*** Begin section ***

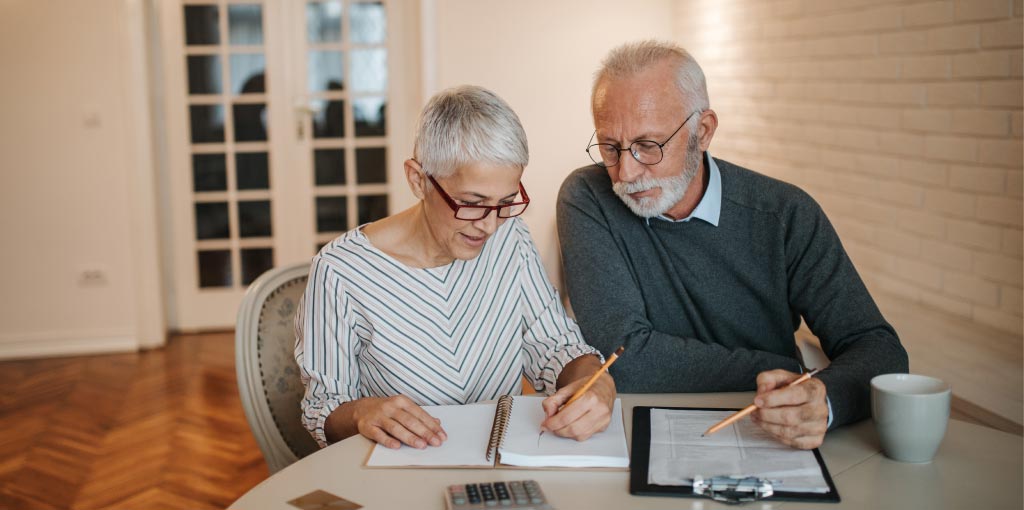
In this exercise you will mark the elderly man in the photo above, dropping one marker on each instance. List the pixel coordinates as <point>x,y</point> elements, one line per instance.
<point>704,268</point>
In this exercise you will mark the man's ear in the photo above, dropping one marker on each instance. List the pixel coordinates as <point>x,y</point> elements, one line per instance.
<point>416,178</point>
<point>708,125</point>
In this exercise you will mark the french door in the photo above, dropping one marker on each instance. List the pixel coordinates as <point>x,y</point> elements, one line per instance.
<point>280,130</point>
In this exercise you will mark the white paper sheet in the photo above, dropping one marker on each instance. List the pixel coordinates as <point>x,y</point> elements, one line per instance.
<point>678,453</point>
<point>525,447</point>
<point>468,428</point>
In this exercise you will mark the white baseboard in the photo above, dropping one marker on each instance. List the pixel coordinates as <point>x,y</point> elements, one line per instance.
<point>58,345</point>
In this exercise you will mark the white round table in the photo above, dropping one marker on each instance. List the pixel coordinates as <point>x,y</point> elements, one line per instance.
<point>976,468</point>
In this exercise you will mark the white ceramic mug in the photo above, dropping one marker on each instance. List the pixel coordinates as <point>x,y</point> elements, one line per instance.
<point>910,413</point>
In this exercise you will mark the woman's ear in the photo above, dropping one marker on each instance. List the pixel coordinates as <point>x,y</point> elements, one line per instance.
<point>416,178</point>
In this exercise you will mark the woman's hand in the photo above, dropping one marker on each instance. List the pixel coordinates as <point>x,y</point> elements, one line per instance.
<point>393,421</point>
<point>588,415</point>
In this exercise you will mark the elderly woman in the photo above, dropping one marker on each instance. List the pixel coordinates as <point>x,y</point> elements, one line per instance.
<point>445,302</point>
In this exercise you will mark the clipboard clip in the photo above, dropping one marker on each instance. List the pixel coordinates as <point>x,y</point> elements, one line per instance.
<point>733,490</point>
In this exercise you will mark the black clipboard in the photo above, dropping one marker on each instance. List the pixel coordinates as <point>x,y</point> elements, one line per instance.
<point>640,463</point>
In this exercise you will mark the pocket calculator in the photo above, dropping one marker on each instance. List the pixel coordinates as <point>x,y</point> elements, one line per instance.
<point>523,495</point>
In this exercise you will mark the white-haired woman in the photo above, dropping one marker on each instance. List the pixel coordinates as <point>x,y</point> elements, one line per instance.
<point>445,302</point>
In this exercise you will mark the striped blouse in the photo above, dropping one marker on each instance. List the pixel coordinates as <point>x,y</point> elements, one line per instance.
<point>370,326</point>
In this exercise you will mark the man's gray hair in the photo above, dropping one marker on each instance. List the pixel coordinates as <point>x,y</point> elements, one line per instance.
<point>632,58</point>
<point>468,124</point>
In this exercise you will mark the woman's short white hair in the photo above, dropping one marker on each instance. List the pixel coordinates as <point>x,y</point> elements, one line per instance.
<point>632,58</point>
<point>468,124</point>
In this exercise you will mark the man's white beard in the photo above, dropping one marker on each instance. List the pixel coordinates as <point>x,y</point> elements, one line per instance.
<point>673,187</point>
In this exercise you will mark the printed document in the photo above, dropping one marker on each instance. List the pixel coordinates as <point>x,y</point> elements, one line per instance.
<point>678,453</point>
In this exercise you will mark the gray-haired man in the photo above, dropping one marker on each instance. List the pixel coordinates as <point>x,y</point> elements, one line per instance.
<point>705,268</point>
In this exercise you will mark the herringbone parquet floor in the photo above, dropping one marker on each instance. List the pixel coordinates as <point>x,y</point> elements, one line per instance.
<point>162,429</point>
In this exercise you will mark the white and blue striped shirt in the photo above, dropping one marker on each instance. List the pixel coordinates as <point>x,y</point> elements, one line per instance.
<point>370,326</point>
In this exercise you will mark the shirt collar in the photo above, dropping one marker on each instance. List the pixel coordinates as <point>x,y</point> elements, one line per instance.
<point>710,207</point>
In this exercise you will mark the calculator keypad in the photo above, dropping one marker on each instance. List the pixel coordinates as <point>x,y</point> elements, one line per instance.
<point>525,495</point>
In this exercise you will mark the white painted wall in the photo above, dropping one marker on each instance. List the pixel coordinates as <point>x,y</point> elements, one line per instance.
<point>540,56</point>
<point>73,162</point>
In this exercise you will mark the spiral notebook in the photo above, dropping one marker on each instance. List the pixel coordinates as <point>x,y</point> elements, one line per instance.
<point>507,434</point>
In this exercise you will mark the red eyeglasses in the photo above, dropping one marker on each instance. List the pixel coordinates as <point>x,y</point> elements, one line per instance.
<point>473,213</point>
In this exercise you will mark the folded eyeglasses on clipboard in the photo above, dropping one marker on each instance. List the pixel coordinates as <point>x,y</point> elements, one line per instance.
<point>733,490</point>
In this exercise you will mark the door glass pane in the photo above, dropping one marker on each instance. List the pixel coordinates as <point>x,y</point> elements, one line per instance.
<point>209,172</point>
<point>211,220</point>
<point>329,119</point>
<point>371,165</point>
<point>245,24</point>
<point>215,268</point>
<point>202,25</point>
<point>369,23</point>
<point>324,22</point>
<point>254,218</point>
<point>326,71</point>
<point>252,171</point>
<point>247,73</point>
<point>204,75</point>
<point>332,214</point>
<point>255,261</point>
<point>330,166</point>
<point>372,208</point>
<point>370,115</point>
<point>207,123</point>
<point>369,70</point>
<point>250,122</point>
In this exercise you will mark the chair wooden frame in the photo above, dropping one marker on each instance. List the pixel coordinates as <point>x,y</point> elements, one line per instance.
<point>278,451</point>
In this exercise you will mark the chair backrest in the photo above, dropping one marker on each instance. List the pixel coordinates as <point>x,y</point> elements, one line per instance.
<point>264,362</point>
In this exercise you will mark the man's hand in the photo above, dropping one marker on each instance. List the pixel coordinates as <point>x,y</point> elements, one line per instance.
<point>395,420</point>
<point>798,416</point>
<point>584,418</point>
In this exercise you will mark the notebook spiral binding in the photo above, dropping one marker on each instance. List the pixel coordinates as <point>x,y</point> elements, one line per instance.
<point>502,415</point>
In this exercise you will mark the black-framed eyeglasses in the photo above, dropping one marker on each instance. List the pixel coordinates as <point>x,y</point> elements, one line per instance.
<point>645,152</point>
<point>473,213</point>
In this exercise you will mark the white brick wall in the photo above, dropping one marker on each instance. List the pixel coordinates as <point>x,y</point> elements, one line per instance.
<point>902,118</point>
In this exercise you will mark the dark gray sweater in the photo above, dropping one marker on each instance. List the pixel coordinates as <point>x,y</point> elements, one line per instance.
<point>706,308</point>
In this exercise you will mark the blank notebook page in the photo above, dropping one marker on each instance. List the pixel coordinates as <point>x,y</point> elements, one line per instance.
<point>468,428</point>
<point>525,447</point>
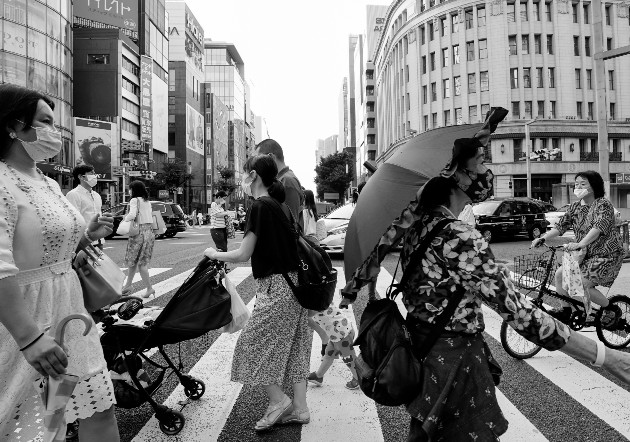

*** End section ***

TASK GOAL
Since the pictures are not wanted, give the material again exactly without them.

EXERCISE SOLUTION
In this exercise you will mark the elderly man in the photo above, dropping one marker on each instance. List the pixel coordinates as <point>x,y</point> elements, one line per instance.
<point>704,268</point>
In this exercise you will mark the man's ear in the photo above, dropping one marker on each instance. List the pixel coordinates as <point>x,y</point> elements, one line per instance.
<point>416,178</point>
<point>708,125</point>
In this exercise you will mark the french door in the photo above, dropping one marker on each instance. List the pixel coordinates as <point>x,y</point> elements, one line per instance.
<point>280,130</point>
In this exercise you will mark the white paper sheet in the photo above, dropping one marker on each instance. List the pixel coordinates as <point>x,y</point> elements, one line per instance.
<point>678,453</point>
<point>525,447</point>
<point>468,428</point>
In this exercise you will mark the white baseboard in the photo above, dropping one marker on each instance. List the pixel coordinates as <point>x,y</point> elements, one line per instance.
<point>58,345</point>
In this exercise you will mark the white round table in the photo above, dropping one marker on each instance. List the pixel coordinates as <point>x,y</point> elements, one line per instance.
<point>976,468</point>
In this exercise you will mark the white ceramic mug in the photo above, dropping one marker on each instance. List the pixel coordinates as <point>x,y</point> elements, one line per instance.
<point>910,413</point>
In this exercise you will mark the woman's ear in the photo above, dropping one marker on each instance. List the pixel coordinates as <point>x,y</point> elements, one line per instance.
<point>416,178</point>
In this exercise you will mark the woman's hand in the photo above, dropping one marker on each instance. List the pixel coordinates as <point>x,y</point> elements, one line per instance.
<point>393,421</point>
<point>588,415</point>
In this exercise you will mark the elderly woman in the photo above, dropping one marker on each instance. List the pixel coordinates as <point>x,y</point> elements, one line per instance.
<point>445,302</point>
In this exercise you will mark the clipboard clip in the photo above, dropping one marker on each instance. List the pixel coordinates as <point>x,y</point> elements, one line per instance.
<point>733,490</point>
In this exercise you will mark the black clipboard in the photo above, dropping one marker on each instance. List the pixel coordinates as <point>x,y</point> elements, one line per instance.
<point>640,463</point>
In this exercise you will mark the pocket calculator in the photo above, dropping one marker on each instance. List the pixel coordinates as <point>x,y</point> elements, one line per instance.
<point>523,495</point>
In this exercise you will mark the white-haired woman in the photo above, dropping one marker on each instance. List the pixel coordinates as <point>x,y</point> elements, one line per instance.
<point>445,302</point>
In this exercise you will mark the striped blouse in the photo above, dropping one marker on each instance. List the pixel coordinates as <point>x,y</point> elements, one line per instance.
<point>370,326</point>
In this exercise you will mark the man's gray hair in the photo above, dropping one marker on each instance. List the pixel coordinates as <point>x,y</point> elements, one line per instance.
<point>632,58</point>
<point>468,124</point>
In this exercise you will mark the woman's short white hair in the photo above, dropping one marker on each instance. List the pixel coordinates as <point>x,y</point> elements, one line per instance.
<point>632,58</point>
<point>468,124</point>
In this exercise you will mark the man's white beard in the photo above, dropping one marker on each instance. List the pixel coordinates as <point>x,y</point> elements, one line per instance.
<point>673,187</point>
In this exercise you will mark the printed document in the photo above, dropping one marker on each instance. List the pixel coordinates as <point>x,y</point> elements, one line per instance.
<point>678,453</point>
In this exercise you will mark the gray-haired man in the photo above, dropping one marker on each instance. List the pixel coordinates as <point>x,y</point> elements, one line per instance.
<point>705,268</point>
In this exercise you will mark the herringbone parquet floor in the photo above, dropping one marker on each instance. List the pixel coordinates as <point>x,y</point> elements, one line per instance.
<point>162,429</point>
In this exercise you will mark the white and blue striped shirt in the photo above, dropping one marker on each instance. List the pixel coordinates as <point>x,y</point> elements, one line per instance.
<point>370,326</point>
In this exercise you will mark the shirt collar in the photo above, dropping one marker on each instance. List the pixel coordinates as <point>x,y</point> elements, one line per instance.
<point>710,207</point>
In this exercise you will mark the calculator keypad in the photo above, dropping one marker on each instance. List the pixel coordinates as <point>x,y</point> elements, one line per instance.
<point>525,495</point>
In this exercise you will mark the white painted wall in the photo above, dropping one marker on each instance. List the pixel coordinates as <point>x,y</point> elements, one line per instance.
<point>540,56</point>
<point>73,162</point>
In this exercise you will mark the spiral notebook in the photo above, dropping one marker on each instance. List the pixel coordinates as <point>x,y</point> elements, one line per instance.
<point>507,434</point>
In this exercise you will mark the red eyeglasses in the photo above, dropping one marker on each instance. List the pixel coordinates as <point>x,y</point> elements, one line per instance.
<point>473,213</point>
In this exercise you will mark the folded eyeglasses on clipboard in the photo above, dropping one marker on each instance. List the pixel coordinates as <point>x,y</point> elements, one line per instance.
<point>733,490</point>
In this exercise you will mark the door glass pane in the photo above, dropping one marker on each instance. List the pixel coordinates as <point>x,y</point> elements, one line per instance.
<point>209,172</point>
<point>211,220</point>
<point>329,119</point>
<point>371,165</point>
<point>245,24</point>
<point>215,268</point>
<point>202,25</point>
<point>369,23</point>
<point>324,22</point>
<point>254,218</point>
<point>326,71</point>
<point>252,171</point>
<point>247,73</point>
<point>204,75</point>
<point>332,214</point>
<point>255,261</point>
<point>330,166</point>
<point>372,208</point>
<point>370,115</point>
<point>207,123</point>
<point>369,70</point>
<point>250,122</point>
In this exercise you will mark the chair wooden frame in the photo above, dropping one marker on each instance. List the pixel coordinates as <point>x,y</point> elements, one line per instance.
<point>278,451</point>
In this exercise you will mark the chair backrest in the photo above, dropping one marker on each instance. List the pixel coordinates as <point>x,y</point> elements, one line per instance.
<point>264,362</point>
In this exercise you will mark the man's hand in the photo above, dropping one marker on each instance. List the pixel coordinates as <point>x,y</point> elements, one line per instance.
<point>395,420</point>
<point>798,416</point>
<point>584,418</point>
In this exercise you will mark the notebook spiral binding in the photo above, dropping one marker on each instance. List the pixel coordinates as <point>x,y</point> elements, one line per instance.
<point>502,415</point>
In this exercise you will mark the black-framed eyeglasses in the photo above, dropping one marker on each instance. List the pixel coordinates as <point>x,y</point> elements, one line per instance.
<point>645,152</point>
<point>473,213</point>
In this exercise you will mark the white brick wall in the photo above, dropping one marker on each instance. List the pixel coordinates as <point>x,y</point> elements, one line per instance.
<point>902,118</point>
In this exercise you will mark the dark gray sweater in the photo above, dropping one marker on each instance. List the pixel coordinates as <point>x,y</point> elements, one line per instance.
<point>706,308</point>
In this exercise you will mark the blank notebook page in the photo above, dropping one marker on each instance. List the pixel coordinates as <point>x,y</point> elements, one line per instance.
<point>468,428</point>
<point>525,447</point>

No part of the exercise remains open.